* **ИСХОДНЫЕ ДАННЫЕ**:
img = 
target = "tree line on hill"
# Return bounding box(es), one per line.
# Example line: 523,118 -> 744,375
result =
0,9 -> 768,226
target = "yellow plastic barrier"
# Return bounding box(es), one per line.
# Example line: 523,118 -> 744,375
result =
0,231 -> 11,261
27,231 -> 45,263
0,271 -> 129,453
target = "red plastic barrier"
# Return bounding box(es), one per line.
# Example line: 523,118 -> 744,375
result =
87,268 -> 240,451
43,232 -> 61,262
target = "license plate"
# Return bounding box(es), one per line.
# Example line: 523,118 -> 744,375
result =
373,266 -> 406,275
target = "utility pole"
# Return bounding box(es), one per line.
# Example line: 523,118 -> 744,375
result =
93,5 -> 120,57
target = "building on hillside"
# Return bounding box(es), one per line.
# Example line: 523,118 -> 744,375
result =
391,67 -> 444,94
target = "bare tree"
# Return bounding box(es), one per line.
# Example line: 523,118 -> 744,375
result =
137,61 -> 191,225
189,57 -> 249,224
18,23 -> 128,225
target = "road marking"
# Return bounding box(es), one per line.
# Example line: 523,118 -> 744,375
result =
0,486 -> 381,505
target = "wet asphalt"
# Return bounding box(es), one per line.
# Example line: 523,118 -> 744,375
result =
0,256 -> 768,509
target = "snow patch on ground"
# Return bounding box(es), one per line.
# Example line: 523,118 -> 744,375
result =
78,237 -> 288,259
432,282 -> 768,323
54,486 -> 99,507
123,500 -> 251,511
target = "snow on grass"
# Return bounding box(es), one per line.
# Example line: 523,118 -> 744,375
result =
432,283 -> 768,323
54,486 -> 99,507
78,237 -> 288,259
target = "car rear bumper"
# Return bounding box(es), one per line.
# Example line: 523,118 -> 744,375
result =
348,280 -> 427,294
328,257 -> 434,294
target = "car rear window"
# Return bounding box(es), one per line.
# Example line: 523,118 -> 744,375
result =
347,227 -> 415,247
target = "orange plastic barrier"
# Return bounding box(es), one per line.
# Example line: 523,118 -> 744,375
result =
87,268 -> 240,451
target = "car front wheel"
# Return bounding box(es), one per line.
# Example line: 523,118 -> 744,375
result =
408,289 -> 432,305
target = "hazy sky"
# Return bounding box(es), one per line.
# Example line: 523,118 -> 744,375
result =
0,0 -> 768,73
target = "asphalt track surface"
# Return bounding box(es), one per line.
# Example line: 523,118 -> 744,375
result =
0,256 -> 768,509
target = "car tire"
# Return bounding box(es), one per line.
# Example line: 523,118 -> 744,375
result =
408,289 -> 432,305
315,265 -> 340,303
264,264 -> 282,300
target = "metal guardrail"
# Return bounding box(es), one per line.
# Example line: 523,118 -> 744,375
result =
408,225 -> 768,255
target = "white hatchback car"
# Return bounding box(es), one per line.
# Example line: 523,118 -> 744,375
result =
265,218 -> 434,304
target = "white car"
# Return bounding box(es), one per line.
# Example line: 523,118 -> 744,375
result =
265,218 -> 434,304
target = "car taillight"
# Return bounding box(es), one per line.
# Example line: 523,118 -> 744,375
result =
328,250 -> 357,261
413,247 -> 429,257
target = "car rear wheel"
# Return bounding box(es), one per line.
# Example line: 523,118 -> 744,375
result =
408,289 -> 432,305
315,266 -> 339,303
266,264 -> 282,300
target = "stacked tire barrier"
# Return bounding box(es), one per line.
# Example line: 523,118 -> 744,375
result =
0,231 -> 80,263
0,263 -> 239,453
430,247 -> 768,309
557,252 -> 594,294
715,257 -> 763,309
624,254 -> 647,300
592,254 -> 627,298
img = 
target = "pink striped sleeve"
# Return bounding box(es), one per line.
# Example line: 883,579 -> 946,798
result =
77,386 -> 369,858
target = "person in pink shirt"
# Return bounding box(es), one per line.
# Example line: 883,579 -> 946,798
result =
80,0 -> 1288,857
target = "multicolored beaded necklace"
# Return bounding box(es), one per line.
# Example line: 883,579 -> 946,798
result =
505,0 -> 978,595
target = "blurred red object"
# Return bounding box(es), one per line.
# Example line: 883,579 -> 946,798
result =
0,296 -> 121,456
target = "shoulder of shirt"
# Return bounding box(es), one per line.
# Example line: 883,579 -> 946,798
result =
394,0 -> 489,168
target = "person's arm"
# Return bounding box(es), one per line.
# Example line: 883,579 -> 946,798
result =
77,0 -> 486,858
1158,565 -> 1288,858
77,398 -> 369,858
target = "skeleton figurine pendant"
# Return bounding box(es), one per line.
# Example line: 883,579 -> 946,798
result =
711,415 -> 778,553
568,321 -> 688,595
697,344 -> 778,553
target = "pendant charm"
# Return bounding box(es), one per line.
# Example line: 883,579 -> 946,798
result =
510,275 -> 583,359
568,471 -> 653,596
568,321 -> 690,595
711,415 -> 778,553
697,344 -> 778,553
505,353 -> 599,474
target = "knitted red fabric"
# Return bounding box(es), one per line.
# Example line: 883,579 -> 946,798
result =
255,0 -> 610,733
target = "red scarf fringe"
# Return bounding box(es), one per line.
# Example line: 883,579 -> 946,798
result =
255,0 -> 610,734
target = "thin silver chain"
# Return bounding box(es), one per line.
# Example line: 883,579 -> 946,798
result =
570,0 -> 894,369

* **ОПИСАНИЕ ЗАДАНИЯ**:
Перепишите строки с самого начала до строки с «93,5 -> 120,57» включительно, переименовав «license plate» в «number plate». Всё остальное оставьте без изменений.

* **ОТВЕТ**:
img = 
target = "tree line on hill"
# Return bounding box(es), one per line.
# Example line: 523,118 -> 744,375
result =
0,9 -> 768,226
target = "yellow plastic barrier"
# Return bounding box(es), one per line.
# Example line: 523,118 -> 744,375
result =
0,231 -> 11,261
27,231 -> 45,263
0,271 -> 129,453
target = "red plastic barrier"
# Return bounding box(es), one per line.
# Example line: 523,118 -> 744,375
result =
87,268 -> 240,451
43,232 -> 61,262
target = "number plate"
# Return bounding box(es), one per line.
# Example line: 523,118 -> 744,375
result =
373,266 -> 406,275
target = "utility pole"
# Return bounding box(es), one per line.
# Example line: 523,118 -> 744,375
result =
93,5 -> 120,57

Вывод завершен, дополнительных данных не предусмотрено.